地域医療ジャーナル ISSN 2434-2874

地域医療ジャーナル

2017年08月号 vol.3(8)

ヘルスリテラシー~その概念とアウトカム〜

2017年07月21日 08:35 by syuichiao
2017年07月21日 08:35 by syuichiao

 近年、セルフメディケーションなど健康問題に対する関心の高まりや、インターネットを中心とした情報化社会の高度な発展により、医療・健康情報の増大と、多様化が進んでいるように思います。しかしながら、我々を取り囲んでいる情報のすべてが妥当な内容を含んでいるかといえば、必ずしもそうではありません。

 そのような現状において、必要な情報の収集と、それを吟味し、活用できる能力は、ますます重要になってくるといえるでしょう。医療・健康に関する情報は、時に人々の生活に大きな影響を与えることもあります。週刊誌の記事や、テレビ番組で取り上げられた医療・健康情報に国民の行動が左右される、そんなことは日常において決して珍しくはありません。

 本稿では、こうした医療・健康情報の取り扱いにかかわる能力、"ヘルスリテラシー”について、その基本的概念を整理しながら、ヘルスリテラシーの向上がもたらすもの、つまりそのアウトカムについて、若干の考察を加えたいと思います。

提供情報:
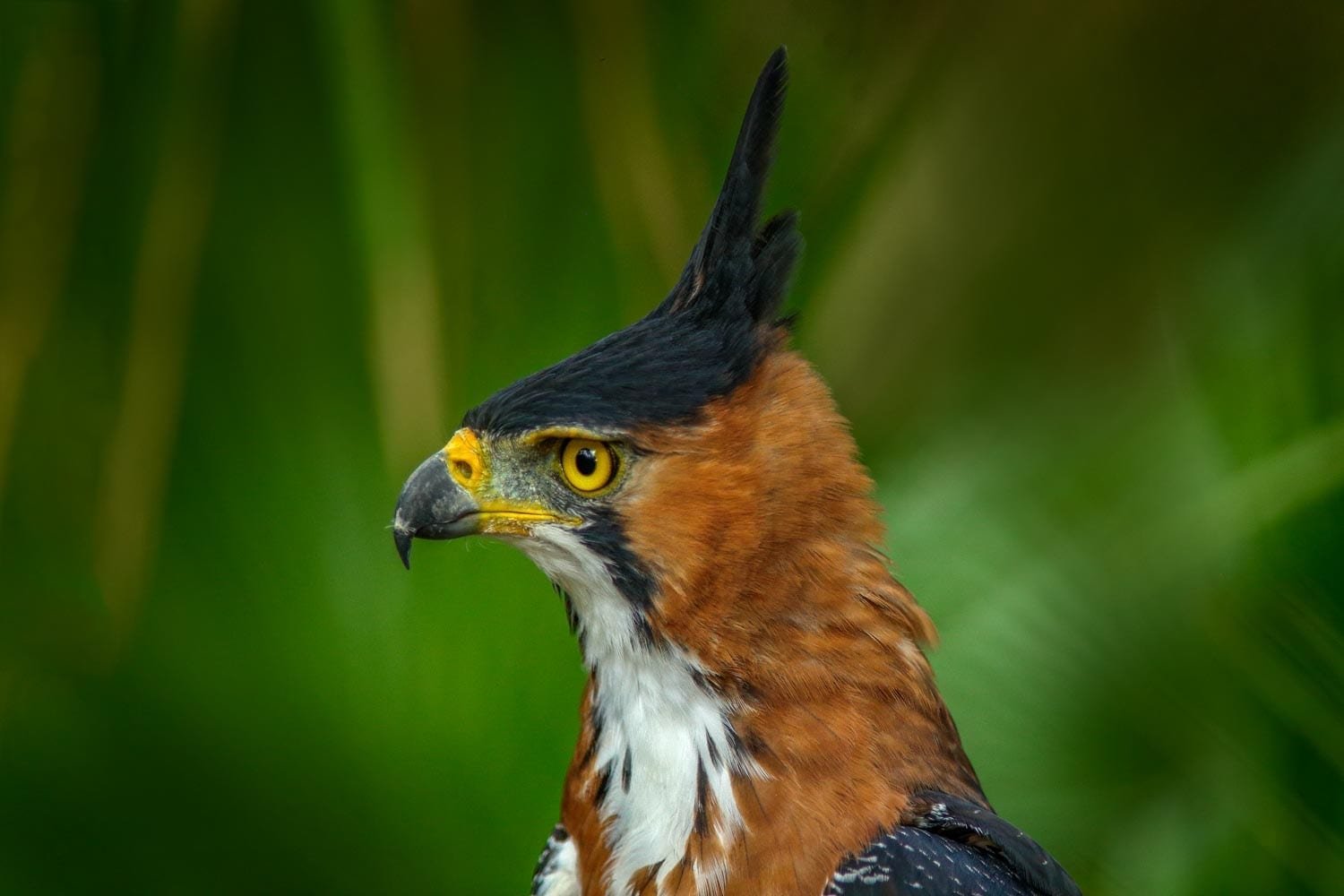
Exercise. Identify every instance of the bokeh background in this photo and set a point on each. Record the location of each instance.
(1074, 271)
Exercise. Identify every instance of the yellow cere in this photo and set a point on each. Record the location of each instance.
(588, 465)
(465, 461)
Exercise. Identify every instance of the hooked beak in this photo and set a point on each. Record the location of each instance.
(433, 505)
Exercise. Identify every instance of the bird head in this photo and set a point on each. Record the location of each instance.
(687, 455)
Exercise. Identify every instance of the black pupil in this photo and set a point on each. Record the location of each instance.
(586, 461)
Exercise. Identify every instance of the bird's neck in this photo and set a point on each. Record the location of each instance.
(771, 700)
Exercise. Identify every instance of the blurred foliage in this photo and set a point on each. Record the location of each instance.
(1075, 271)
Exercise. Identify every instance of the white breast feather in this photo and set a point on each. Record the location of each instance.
(650, 705)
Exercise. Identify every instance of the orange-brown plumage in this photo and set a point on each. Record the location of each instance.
(760, 716)
(762, 535)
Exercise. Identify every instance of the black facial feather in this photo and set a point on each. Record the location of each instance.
(706, 338)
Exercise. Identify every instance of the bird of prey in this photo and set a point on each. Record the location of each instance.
(760, 716)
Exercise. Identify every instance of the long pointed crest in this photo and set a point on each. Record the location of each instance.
(731, 258)
(706, 338)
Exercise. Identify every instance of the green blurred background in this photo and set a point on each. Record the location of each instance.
(1074, 271)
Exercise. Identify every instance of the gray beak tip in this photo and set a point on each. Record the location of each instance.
(403, 546)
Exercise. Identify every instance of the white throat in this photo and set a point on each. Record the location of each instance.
(660, 731)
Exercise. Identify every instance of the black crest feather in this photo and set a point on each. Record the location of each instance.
(707, 336)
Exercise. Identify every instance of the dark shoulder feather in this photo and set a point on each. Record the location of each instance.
(952, 847)
(550, 866)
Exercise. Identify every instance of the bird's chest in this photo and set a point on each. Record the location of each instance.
(650, 797)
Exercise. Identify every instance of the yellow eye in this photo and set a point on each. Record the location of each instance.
(588, 465)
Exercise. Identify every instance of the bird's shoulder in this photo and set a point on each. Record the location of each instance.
(948, 845)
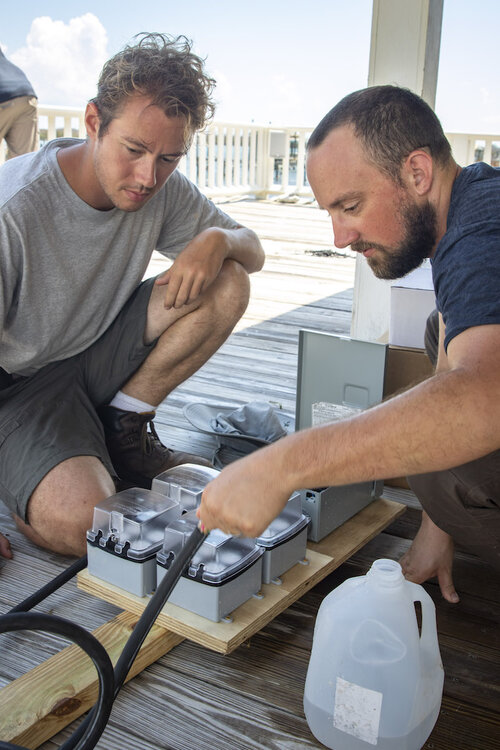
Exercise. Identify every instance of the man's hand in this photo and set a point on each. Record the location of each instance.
(5, 548)
(245, 497)
(195, 268)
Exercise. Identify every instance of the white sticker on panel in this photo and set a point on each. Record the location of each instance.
(357, 711)
(323, 412)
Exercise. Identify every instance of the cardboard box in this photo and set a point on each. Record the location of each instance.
(405, 367)
(412, 301)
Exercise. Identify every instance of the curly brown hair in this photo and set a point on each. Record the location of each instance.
(163, 68)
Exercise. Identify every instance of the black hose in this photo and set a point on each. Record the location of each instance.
(87, 734)
(86, 641)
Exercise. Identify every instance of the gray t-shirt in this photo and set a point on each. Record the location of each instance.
(67, 269)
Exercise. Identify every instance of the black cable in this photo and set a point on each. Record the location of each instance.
(155, 605)
(59, 626)
(86, 736)
(49, 588)
(147, 619)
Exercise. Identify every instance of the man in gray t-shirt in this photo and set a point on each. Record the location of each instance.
(88, 350)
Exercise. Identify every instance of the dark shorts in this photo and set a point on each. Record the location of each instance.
(51, 416)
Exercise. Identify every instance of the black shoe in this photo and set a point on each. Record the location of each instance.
(137, 454)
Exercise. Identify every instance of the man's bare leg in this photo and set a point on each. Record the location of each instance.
(189, 336)
(431, 554)
(61, 508)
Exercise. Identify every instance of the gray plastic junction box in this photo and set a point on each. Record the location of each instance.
(126, 534)
(224, 573)
(184, 483)
(284, 541)
(337, 377)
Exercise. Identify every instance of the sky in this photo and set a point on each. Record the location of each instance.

課題 A: ヘルスリテラシーの引用文について、「ヘルスリテラシー~その概念とアウトカム〜」から「の考察を加えたいと思います。」に至るまでのすべてを、「ヘルスリテラシー」を「健康リテラシー」に置き換えたうえで更新して示してください。
課題 B: ヘルスリテラシーの概念とアウトカムを扱う引用文を、最後の文の後から書き進めてください。

最終回答 A:
健康リテラシー~その概念とアウトカム〜

2017年07月21日 08:35 by syuichiao
2017年07月21日 08:35 by syuichiao

 近年、セルフメディケーションなど健康問題に対する関心の高まりや、インターネットを中心とした情報化社会の高度な発展により、医療・健康情報の増大と、多様化が進んでいるように思います。しかしながら、我々を取り囲んでいる情報のすべてが妥当な内容を含んでいるかといえば、必ずしもそうではありません。

 そのような現状において、必要な情報の収集と、それを吟味し、活用できる能力は、ますます重要になってくるといえるでしょう。医療・健康に関する情報は、時に人々の生活に大きな影響を与えることもあります。週刊誌の記事や、テレビ番組で取り上げられた医療・健康情報に国民の行動が左右される、そんなことは日常において決して珍しくはありません。

 本稿では、こうした医療・健康情報の取り扱いにかかわる能力、"健康リテラシー”について、その基本的概念を整理しながら、健康リテラシーの向上がもたらすもの、つまりそのアウトカムについて、若干の考察を加えたいと思います。

最終回答 B:
[ヘルスリテラシーとは何か]

 リテラシーとは、そもそも読み書き能力のことを示す言葉ですが、近年では、"自分に必要な情報を選び、活用する能力”という意味合いが強くなっています。健康情報に関するリテラシーは、一般にヘルスリテラシーと呼ばれますが、その定義は専門家によって若干異なっています。2012年にシステマティックレビューが報告されており、ヘルスリテラシーに関して12のコンセプトモデルと17種類の定義が挙げられました。[1その中でもWHOが定義している内容は以下の通りです

「The cognitive and social skills which determine the motivation and ability of individuals to gain access to understand and use information in ways which promote and maintain good health」「健康を高めたり、維持するのに必要な情報にアクセスし、理解し、利用していくための、個人の意欲や能力を決定する、認知・社会的なスキル」[2]

 様々な定義が存在するヘルスリテラシーではありますが、共通している内容は大きく以下の2つであると言われています。[3]

①健康情報にアクセスし、理解し、活用する能力
②それを可能にするために、組織や委員会がそれをサポートする能力

 ヘルスリテラシーコンセプトの統合モデル[2]によれば、その中核となるスキルは、健康関連情報にアクセスし、理解し、評価し、適用するという4つの能力とされています。

[ヘルスリテラシーの3つのレベル]

 リテラシーには以下の3つの分類があります。

1)Basic/functional literacy基礎的・機能的リテラシー
 日常生活における読み書きの基本的なスキル

2)Communicative/interactive literacy(伝達的・相互作用的リテラシー)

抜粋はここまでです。